> [Task description]: Reproduce the records verbatim, starting at the very beginning and ending at the line that contains "point(202, 35)", with that line included.

** begin Data to use **

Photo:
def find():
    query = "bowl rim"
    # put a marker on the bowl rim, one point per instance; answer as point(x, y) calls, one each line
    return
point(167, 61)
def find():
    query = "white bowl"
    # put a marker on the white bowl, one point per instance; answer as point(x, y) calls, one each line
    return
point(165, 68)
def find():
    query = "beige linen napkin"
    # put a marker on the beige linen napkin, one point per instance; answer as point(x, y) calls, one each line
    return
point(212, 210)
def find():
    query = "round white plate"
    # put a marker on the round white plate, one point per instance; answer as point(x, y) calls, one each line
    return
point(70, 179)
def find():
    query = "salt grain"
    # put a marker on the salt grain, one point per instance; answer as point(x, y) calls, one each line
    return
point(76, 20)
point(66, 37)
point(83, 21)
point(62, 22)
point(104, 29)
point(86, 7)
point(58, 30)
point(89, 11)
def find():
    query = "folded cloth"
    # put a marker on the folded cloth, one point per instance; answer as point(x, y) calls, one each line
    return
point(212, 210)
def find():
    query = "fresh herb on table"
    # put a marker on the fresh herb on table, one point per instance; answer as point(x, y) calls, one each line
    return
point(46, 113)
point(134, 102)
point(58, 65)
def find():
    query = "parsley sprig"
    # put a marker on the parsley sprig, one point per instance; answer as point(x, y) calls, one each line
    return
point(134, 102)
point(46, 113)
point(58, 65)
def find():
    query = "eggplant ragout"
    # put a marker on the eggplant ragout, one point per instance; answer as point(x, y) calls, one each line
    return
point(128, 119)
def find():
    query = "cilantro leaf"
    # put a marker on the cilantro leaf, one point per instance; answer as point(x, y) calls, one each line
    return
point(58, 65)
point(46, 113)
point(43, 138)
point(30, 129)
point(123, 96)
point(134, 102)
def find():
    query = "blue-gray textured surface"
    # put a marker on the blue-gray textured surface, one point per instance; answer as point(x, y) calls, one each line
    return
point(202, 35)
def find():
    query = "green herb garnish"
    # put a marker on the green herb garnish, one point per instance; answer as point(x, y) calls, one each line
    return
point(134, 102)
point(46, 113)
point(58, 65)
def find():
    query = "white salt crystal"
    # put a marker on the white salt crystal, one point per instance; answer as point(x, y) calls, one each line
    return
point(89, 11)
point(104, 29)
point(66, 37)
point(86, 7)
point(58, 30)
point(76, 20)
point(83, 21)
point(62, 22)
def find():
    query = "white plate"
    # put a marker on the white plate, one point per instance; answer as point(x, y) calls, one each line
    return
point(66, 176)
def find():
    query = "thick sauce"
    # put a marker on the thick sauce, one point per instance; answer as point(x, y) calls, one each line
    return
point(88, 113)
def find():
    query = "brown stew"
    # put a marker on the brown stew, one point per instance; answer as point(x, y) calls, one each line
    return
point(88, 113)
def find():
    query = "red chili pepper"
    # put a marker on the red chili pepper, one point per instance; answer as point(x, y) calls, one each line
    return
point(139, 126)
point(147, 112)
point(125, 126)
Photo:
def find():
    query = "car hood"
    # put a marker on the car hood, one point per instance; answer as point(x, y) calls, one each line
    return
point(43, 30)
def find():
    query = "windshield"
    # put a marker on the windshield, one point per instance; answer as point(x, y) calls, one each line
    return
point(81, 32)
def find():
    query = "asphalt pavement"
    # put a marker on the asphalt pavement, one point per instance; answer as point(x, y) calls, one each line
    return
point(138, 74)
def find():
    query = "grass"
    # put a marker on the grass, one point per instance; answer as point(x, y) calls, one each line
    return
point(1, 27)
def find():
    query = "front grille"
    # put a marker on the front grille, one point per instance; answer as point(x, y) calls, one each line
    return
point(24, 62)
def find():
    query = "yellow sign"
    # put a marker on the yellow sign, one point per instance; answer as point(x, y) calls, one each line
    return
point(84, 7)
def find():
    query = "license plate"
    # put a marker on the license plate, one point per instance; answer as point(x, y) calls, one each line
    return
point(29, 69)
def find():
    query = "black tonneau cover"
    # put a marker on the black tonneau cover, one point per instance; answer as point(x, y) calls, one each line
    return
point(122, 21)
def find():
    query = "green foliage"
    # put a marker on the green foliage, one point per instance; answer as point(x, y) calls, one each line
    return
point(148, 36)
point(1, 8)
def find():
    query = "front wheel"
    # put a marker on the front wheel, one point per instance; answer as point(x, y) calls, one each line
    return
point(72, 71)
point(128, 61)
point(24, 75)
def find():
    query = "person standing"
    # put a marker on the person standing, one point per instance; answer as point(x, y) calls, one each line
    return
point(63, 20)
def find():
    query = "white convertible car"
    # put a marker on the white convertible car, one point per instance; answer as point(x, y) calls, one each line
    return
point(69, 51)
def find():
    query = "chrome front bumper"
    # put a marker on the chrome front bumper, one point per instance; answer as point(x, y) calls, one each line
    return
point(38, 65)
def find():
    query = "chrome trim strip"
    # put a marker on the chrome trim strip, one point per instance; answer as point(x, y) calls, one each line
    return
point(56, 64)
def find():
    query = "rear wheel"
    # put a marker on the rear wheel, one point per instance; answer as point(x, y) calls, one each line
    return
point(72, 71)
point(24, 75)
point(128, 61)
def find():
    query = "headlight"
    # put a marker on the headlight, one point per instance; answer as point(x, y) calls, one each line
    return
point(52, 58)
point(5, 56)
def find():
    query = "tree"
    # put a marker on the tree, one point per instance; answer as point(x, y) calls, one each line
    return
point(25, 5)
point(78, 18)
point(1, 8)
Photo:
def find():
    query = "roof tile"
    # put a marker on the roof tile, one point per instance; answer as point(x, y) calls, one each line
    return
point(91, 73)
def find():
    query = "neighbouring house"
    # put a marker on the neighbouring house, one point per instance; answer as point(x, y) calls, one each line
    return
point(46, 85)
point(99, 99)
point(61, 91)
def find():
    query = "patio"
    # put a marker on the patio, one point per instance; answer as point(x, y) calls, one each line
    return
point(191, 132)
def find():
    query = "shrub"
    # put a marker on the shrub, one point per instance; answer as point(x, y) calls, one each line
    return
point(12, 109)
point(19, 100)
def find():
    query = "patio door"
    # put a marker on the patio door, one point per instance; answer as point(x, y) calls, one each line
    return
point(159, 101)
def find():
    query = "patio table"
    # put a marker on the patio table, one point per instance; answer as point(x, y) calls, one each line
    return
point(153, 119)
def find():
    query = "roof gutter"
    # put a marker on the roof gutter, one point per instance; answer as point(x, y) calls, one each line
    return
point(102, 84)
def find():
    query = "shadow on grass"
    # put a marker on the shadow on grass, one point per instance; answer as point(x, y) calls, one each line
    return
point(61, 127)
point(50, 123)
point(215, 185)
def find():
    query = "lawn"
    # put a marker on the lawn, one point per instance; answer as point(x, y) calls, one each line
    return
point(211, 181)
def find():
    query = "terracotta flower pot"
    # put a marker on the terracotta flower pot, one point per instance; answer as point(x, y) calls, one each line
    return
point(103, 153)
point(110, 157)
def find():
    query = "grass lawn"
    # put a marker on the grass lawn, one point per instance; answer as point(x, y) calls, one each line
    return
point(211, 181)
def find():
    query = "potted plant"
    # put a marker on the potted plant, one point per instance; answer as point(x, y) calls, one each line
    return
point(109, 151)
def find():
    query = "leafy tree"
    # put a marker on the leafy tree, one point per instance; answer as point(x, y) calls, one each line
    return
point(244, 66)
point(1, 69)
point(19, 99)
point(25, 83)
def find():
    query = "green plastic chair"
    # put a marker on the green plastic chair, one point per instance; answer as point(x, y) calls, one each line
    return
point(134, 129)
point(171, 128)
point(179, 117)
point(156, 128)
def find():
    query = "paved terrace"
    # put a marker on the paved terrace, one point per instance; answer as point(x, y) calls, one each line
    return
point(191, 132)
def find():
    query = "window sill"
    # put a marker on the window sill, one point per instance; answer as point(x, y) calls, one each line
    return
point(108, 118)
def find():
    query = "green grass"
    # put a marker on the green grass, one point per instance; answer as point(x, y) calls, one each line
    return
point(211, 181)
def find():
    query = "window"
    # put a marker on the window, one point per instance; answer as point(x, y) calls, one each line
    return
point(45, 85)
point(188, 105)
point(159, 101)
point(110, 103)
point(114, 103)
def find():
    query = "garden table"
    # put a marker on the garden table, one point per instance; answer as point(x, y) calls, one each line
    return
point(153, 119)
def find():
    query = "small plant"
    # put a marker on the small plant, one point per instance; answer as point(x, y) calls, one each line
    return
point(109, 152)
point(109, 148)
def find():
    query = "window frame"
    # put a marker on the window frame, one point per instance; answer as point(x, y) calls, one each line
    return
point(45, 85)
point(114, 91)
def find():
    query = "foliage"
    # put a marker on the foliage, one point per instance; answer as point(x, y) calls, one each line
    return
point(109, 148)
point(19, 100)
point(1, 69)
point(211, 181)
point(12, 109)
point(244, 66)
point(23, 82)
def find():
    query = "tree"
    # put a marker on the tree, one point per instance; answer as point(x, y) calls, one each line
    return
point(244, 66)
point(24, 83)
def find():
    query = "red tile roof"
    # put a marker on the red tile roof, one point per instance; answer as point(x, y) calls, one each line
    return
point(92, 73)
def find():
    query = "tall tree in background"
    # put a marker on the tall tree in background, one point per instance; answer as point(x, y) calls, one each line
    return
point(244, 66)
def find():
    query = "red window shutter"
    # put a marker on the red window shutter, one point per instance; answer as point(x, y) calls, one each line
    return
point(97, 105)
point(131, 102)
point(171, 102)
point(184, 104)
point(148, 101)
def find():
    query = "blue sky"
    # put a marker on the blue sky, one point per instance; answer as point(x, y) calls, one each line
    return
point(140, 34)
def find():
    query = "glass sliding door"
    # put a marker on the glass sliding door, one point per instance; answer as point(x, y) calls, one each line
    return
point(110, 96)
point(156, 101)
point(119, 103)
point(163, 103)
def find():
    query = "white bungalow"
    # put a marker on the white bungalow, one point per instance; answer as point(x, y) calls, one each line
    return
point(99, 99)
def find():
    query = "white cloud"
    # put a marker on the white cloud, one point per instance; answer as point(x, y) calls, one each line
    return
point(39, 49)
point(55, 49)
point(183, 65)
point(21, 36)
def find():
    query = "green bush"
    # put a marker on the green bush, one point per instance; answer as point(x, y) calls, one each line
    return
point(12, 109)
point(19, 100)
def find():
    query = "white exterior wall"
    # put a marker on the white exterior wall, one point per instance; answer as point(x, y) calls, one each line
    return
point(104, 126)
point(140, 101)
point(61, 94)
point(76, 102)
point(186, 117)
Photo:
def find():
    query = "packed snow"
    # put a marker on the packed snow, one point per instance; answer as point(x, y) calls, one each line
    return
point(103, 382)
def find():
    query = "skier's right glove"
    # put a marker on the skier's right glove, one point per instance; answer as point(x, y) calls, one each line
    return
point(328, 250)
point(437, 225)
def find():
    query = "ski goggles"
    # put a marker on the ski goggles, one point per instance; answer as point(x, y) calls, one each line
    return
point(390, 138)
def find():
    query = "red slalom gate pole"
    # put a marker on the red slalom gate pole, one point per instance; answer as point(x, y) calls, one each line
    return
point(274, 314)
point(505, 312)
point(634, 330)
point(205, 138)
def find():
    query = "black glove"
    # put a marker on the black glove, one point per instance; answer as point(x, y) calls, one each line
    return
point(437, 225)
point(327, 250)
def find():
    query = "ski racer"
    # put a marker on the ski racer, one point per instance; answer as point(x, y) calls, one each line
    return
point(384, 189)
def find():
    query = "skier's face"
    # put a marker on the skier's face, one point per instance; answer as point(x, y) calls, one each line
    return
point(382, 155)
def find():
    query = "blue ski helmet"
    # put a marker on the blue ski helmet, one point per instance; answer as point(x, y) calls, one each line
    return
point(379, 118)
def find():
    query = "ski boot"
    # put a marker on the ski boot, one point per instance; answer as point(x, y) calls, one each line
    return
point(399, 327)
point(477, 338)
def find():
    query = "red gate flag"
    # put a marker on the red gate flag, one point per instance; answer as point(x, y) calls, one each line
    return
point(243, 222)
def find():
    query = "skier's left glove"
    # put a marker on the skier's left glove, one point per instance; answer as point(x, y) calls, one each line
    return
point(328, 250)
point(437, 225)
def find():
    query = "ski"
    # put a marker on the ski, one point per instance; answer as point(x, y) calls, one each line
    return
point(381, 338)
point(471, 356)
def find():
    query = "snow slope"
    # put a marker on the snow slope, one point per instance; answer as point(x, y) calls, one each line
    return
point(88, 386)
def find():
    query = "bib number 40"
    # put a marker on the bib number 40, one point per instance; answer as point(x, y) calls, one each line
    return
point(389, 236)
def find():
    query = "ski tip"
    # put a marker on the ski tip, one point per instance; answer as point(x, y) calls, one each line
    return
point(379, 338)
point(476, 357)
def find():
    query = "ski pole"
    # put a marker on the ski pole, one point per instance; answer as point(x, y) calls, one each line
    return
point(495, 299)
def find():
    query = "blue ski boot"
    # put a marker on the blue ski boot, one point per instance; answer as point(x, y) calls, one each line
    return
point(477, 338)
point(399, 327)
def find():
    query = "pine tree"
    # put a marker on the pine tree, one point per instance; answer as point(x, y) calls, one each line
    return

** end Data to use **

> [Solved problem]:
Photo:
def find():
    query = "bowl rim"
    # put a marker on the bowl rim, one point per instance; answer as point(x, y) calls, one each line
    return
point(167, 61)
def find():
    query = "white bowl"
    # put a marker on the white bowl, one point per instance; answer as point(x, y) calls, one each line
    return
point(165, 68)
def find():
    query = "beige linen napkin"
    # put a marker on the beige linen napkin, one point per instance; answer as point(x, y) calls, one each line
    return
point(212, 210)
def find():
    query = "round white plate"
    # put a marker on the round white plate, one point per instance; answer as point(x, y) calls, one each line
    return
point(70, 179)
def find():
    query = "salt grain"
    # put a marker on the salt grain, one point per instance; answer as point(x, y) calls, one each line
    return
point(76, 20)
point(66, 37)
point(83, 21)
point(62, 22)
point(104, 29)
point(86, 7)
point(58, 30)
point(89, 11)
def find():
    query = "folded cloth"
    # put a marker on the folded cloth, one point per instance; answer as point(x, y) calls, one each line
    return
point(212, 210)
def find():
    query = "fresh herb on table"
    # put a marker on the fresh herb on table, one point per instance; answer as point(x, y) calls, one each line
    return
point(46, 113)
point(134, 102)
point(58, 65)
def find():
    query = "parsley sprig"
    # put a marker on the parsley sprig, one point per instance; answer as point(x, y) calls, one each line
    return
point(134, 102)
point(46, 113)
point(58, 65)
def find():
    query = "eggplant ragout"
    # put a marker on the eggplant ragout, one point per instance; answer as point(x, y) calls, one each line
    return
point(128, 119)
def find():
    query = "cilantro leaf"
    # put a marker on the cilantro leaf, one point per instance; answer as point(x, y) calls, one each line
    return
point(58, 65)
point(46, 113)
point(43, 138)
point(30, 129)
point(123, 96)
point(134, 102)
def find():
    query = "blue-gray textured surface"
    # put a marker on the blue-gray textured surface, one point per instance; answer as point(x, y) calls, one each line
    return
point(202, 35)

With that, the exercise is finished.